Excerpt
==*==

Some common methods of splitting data in a train test split:

1. __Random Splitting:__ involves randomly shuffling data and splitting it into training and testing sets based on given percentages (like 75% training and 25% testing).
   
2. __Stratified Splitting:__ divides a dataset in a way that preserves its proportion of classes or categories. This creates training and testing sets with class proportions representative of the original dataset. Using stratified splitting can prevent model bias, and is most effective for imbalanced datasets. Use `stratify` parameter in the `train_test_split()` method.

3. __Time-Based Splitting:__ involves organizing data in a set by points in time, ensuring past data is in the training set and future or later data is in the testing set. Splitting data based on time works to simulate real-world scenarios (for example, predicting future financial or market trends) and allows for time series analysis on time series datasets. However, one drawback to time-based splitting is that it may not fully capture trends for non-stationary data (data that continually changes over time). In scikit-learn, time series data can be split into training and testing sets by using the `TimeSeriesSplit()` method.

## __2. Data Standardization__

Data standardization comes into the picture when features of the input data set have large differences between their ranges, or simply when they are measured in different units. It converts data into a standard, uniform format, making it consistent across different data sets and easier to understand for machine learning or statistical models. 

- Standardizing data can enhance data quality and accuracy, which helps users make reliable data-driven decisions.
- Z-score normalization, or standardization, is one of the most popular methods to standardize data.
- With this method, data is transformed to have a mean of 0 and a standard deviation of 1, giving all data points the same scale.
- We can use the `StandardScaler()` method from scikit-learn.
- `StandardScaler()` provides the 3 methods fit(), transform(), and fit_transform().
- `fit()` method - takes the dataset we aim to standardize as an argument and computes its mean and standard deviation.
- `transform()` method - applies the scaling performed using the `.fit()` method to every feature value.

==*==

Collection entries

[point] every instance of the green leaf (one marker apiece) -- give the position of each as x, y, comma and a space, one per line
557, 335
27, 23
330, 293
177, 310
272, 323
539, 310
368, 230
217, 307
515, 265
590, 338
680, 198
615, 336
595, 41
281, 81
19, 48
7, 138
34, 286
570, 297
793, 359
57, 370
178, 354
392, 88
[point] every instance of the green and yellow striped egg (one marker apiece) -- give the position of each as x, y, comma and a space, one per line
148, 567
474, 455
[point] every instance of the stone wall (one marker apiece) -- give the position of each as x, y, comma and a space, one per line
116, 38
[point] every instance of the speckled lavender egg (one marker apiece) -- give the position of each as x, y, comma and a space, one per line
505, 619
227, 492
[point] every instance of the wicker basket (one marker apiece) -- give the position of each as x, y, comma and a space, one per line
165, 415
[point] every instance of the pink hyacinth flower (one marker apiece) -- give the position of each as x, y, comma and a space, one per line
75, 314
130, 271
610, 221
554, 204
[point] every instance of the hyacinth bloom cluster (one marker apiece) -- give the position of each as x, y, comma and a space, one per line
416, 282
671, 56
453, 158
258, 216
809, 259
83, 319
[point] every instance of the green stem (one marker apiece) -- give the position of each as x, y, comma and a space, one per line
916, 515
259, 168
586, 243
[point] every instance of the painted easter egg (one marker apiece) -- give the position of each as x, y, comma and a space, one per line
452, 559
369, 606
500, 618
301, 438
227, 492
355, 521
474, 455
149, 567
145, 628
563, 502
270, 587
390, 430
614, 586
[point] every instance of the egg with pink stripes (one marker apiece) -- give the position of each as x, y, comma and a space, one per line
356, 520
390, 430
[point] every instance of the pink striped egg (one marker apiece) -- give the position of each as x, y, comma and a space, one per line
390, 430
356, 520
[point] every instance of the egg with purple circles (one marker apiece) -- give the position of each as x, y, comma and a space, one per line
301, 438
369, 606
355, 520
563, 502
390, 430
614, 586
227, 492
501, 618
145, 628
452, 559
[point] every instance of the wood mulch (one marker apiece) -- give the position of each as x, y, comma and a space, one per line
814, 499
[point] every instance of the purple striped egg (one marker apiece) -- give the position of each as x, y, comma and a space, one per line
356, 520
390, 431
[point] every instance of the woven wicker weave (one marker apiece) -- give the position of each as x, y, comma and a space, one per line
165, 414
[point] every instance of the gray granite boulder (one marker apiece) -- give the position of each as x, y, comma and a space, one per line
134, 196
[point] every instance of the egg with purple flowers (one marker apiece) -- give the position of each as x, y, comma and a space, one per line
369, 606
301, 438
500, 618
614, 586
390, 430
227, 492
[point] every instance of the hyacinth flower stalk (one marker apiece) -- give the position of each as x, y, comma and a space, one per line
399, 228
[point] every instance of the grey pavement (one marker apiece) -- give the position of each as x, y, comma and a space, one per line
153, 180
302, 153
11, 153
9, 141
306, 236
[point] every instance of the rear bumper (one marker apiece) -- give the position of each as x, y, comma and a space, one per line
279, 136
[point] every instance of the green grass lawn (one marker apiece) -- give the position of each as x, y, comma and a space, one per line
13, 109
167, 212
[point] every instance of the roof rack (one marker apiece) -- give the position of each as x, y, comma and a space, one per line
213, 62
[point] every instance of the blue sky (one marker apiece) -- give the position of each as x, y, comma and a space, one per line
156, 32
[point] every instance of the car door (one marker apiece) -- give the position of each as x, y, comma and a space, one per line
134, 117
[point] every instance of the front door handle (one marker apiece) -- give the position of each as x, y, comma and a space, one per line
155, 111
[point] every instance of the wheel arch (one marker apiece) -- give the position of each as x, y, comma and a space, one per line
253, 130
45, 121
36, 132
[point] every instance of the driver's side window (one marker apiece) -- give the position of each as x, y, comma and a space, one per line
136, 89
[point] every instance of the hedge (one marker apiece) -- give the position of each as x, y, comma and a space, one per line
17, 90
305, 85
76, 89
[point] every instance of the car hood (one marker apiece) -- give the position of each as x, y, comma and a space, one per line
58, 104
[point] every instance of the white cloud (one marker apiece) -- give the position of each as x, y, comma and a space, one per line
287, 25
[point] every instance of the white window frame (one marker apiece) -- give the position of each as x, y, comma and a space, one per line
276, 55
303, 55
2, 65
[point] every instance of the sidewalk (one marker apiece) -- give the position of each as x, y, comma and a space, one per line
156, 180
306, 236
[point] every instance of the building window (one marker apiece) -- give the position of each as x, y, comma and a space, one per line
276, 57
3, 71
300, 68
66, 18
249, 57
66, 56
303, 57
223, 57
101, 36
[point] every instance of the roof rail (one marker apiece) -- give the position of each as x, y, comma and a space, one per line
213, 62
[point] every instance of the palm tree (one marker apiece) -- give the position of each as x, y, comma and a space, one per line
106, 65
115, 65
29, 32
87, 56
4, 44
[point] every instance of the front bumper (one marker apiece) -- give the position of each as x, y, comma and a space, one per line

==*==

Problem details
Can you carry on the excerpt about splitting and standardizing data from where it stops?

Task output
- `fit_transform()` method - does both `.fit()` and `.transform()`. Has more computational efficiency as it combines two methods into one.

### __Should we perform `.fit_transform()` before or after the split of training and test data?__

Normalization / Standardization should be done after splitting the data into train and test sets. The reason is to avoid any data leakage. This is also applicable to `CountVectorizer()` where it counts the no. of words in a text message.

__Data Leakage:__ Data leakage happens when information from outside the training set is used to create the model. This additional information can allow the model to learn or know something that it otherwise would not know and in turn invalidate the estimated performance of the model being constructed.

The testing data points represent real-world data. Feature normalization (or data standardisation) of the explanatory (or predictor) variables is a technique used to center and normalise the data by subtracting the mean and dividing by the standard deviation. If you take the mean and variance of the whole dataset, you will be introducing future information into the explanatory variables (i.e. the mean and std. deviation). 

- We perform standardisation as `fit_transform()` on the training set and `transform()` on the testing set.
- `fit_transform()` on the train data standardises it and calculates the mean and standard deviation for the train data, `transform()` is used on the test data which means we will apply the metrics calculated from the train set onto the test set. We do so to prevent data leakage, i.e. learning something new from the test data, in order to accurately test the selected model.
- Using the `fit_transform` method on the entire dataset could cause the model to overperform, as it would have prior knowledge of the test data vocabulary, leading to an unrealistic assessment of its performance.

## __3. Missing data imputation__

Missing data imputation is a technique used to fill in missing values within a dataset, preventing potential issues with analysis or model training. It involves replacing missing values with estimated values based on the existing data, ensuring the dataset is complete and usable for further analysis.

- __Univariate Imputation:__ This method focuses on a single variable, using the mean, median, or mode of the non-missing values to fill in the missing values for that specific variable. 
- __Multivariate Imputation:__ This method considers multiple variables to estimate the missing values. It often involves using regression models or other statistical methods to predict the missing values based on the relationships between the variables.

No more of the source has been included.